Directions -
a: Set down the part of the legal text that starts at "Article 1 of" and ends at "to the Loi Badinter.".
b: In the legal text, what French words does the original wording of Article 1 use for "is involved"?
c: According to the legal text, which vehicles must be judged as to whether they were "involved" in the accident? List all of them.

Text segment -
The relevant French law
I heard expert evidence from Dr Frank Benham (“Dr Benham”). Dr Benham qualified in 1984 and obtained a PhD in Civil law in 1987. He has extensive experience of handling accident cases involving foreigners (to France) in France. I also heard expert evidence from Maitre Jerome Charpentier (“Mr Charpentier”). Mr Charpentier has been registered at the French bar since 1987 as an attorney at law and is a personal injury specialist. Both experts were obviously qualified to provide assistance on the French law relating to road traffic accidents, and both experts did their honest best to provide me with assistance. I should record that there were some limitations with the evidence of both Dr Benham and Mr Charpentier that became apparent in the evidence. Dr Benham modified his evidence on the issue of whether the Ford Fiesta was “involved” because of the report from Mr Hazan, but there was nothing in the report from Mr Hazan which seemed to me to change the essential features of the accident and the issue of whether a vehicle was “involved”. On the other hand Mr Charpentier had a tendency to assert what a French court was likely to find, without distinguishing between the content of the law, and what was likely to happen in practice. This was most clearly evident in relation to the decision of the Cour de Cassation dated 6th February 2014 (“the kitesurfer case”). Mr Charpentier relied on the result of the case as showing that the Cour de Cassation would find that a motor vehicle was “involved” once there was any contact, and it is true that the Cour de Cassation did find that there was both contact and involvement of the motor vehicle. However it was clear from the decision itself that the Cour de Cassation contemplated the fact that there would be no involvement in circumstances where it could be shown that the kitesurfer had suffered all the relevant injuries before contact with the car. However, notwithstanding these limitations both experts were very helpful, and there was much common ground between them, and I am very grateful for their assistance.
The compensation of victims of road traffic accidents is now governed by the Loi Badinter. It is apparent that the Loi Badinter was enacted by the legislature in France in order to reduce delays in obtaining compensation for victims of road traffic accidents in France. The general scheme of the Loi Badinter is to impose liability to compensate any person injured in a road traffic accident on the insurer of any motor vehicle which is “involved”. Once the victim has been compensated the insurers then resolve matters among themselves by reference to the articles of the Civil Code and the concept of fault. I understood from the evidence that in a case where there was no one at fault the relevant insurers would contribute on an equal basis to the loss.
Article 1 of the Loi Badinter provides: “the provisions of this chapter apply to victims of a road traffic accident in which an earth-bound motor vehicle and its trailers or semi-trailers is involved, excluding trains and trams which run on their own tracks, as well as to victims carried under a contract” (underlining added). The original French text reads “est implique”. This means that the issue to determine is whether the Peugeot motor car, Ford Fiesta motor car (including the trailer) and recovery truck were “involved” in the accident, and the issue of “involvement” is central to the Loi Badinter.

Dataset excerpt -
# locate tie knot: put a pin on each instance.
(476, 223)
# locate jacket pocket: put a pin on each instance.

Exercise responses -
a:
Article 1 of the Loi Badinter provides: “the provisions of this chapter apply to victims of a road traffic accident in which an earth-bound motor vehicle and its trailers or semi-trailers is involved, excluding trains and trams which run on their own tracks, as well as to victims carried under a contract” (underlining added). The original French text reads “est implique”. This means that the issue to determine is whether the Peugeot motor car, Ford Fiesta motor car (including the trailer) and recovery truck were “involved” in the accident, and the issue of “involvement” is central to the Loi Badinter.

b: "est implique"

c:
- The Peugeot motor car
- The Ford Fiesta motor car (including the trailer)
- The recovery truck